**Directive:** Update the lines from the one containing "Please provide the mask of every instance of the **grassy" through the end of the items, both ends included. Write them out again with "Kindly" changed to "Please" and nothing else altered.

Records from a dataset:
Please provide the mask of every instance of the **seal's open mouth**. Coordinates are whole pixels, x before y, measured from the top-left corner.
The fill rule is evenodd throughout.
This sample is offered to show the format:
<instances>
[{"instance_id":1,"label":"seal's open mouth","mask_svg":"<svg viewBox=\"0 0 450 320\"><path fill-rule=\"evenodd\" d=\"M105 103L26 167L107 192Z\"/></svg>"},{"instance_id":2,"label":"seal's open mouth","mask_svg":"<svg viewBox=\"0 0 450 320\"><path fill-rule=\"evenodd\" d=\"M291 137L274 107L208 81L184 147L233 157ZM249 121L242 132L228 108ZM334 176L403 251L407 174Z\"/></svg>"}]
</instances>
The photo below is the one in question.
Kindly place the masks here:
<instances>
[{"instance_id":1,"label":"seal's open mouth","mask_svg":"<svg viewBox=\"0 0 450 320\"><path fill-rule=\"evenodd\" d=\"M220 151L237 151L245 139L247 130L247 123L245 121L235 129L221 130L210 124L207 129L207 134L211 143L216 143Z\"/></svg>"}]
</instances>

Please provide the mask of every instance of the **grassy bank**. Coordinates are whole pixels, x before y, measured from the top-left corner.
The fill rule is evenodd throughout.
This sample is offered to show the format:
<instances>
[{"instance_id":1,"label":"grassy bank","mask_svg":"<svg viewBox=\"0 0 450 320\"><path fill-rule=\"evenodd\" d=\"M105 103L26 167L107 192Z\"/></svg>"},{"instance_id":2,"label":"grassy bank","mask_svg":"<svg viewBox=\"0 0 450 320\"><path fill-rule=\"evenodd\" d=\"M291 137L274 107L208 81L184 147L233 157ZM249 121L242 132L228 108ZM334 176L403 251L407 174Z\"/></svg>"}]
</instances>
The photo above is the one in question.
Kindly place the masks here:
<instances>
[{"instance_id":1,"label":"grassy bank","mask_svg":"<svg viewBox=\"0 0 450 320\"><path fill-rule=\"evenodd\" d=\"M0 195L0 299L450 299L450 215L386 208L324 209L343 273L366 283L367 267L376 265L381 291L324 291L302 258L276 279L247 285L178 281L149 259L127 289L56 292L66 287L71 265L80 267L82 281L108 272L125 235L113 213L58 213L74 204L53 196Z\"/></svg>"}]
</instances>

**Exercise output:**
Please provide the mask of every instance of the **grassy bank**. Coordinates are whole pixels, x before y, measured from the top-left corner.
The fill rule is evenodd throughout.
This sample is offered to show the format:
<instances>
[{"instance_id":1,"label":"grassy bank","mask_svg":"<svg viewBox=\"0 0 450 320\"><path fill-rule=\"evenodd\" d=\"M105 103L26 167L107 192Z\"/></svg>"},{"instance_id":2,"label":"grassy bank","mask_svg":"<svg viewBox=\"0 0 450 320\"><path fill-rule=\"evenodd\" d=\"M291 137L274 107L208 81L184 147L233 157ZM249 121L242 132L228 108ZM334 176L403 251L407 174Z\"/></svg>"}]
</instances>
The photo above is the one in question.
Please place the masks here:
<instances>
[{"instance_id":1,"label":"grassy bank","mask_svg":"<svg viewBox=\"0 0 450 320\"><path fill-rule=\"evenodd\" d=\"M0 195L0 299L450 299L450 215L386 208L324 209L343 273L366 283L367 267L376 265L381 291L324 291L302 258L276 279L247 285L178 281L149 259L127 289L56 292L66 287L71 265L80 267L82 281L108 272L125 235L113 213L58 213L74 204L53 196Z\"/></svg>"}]
</instances>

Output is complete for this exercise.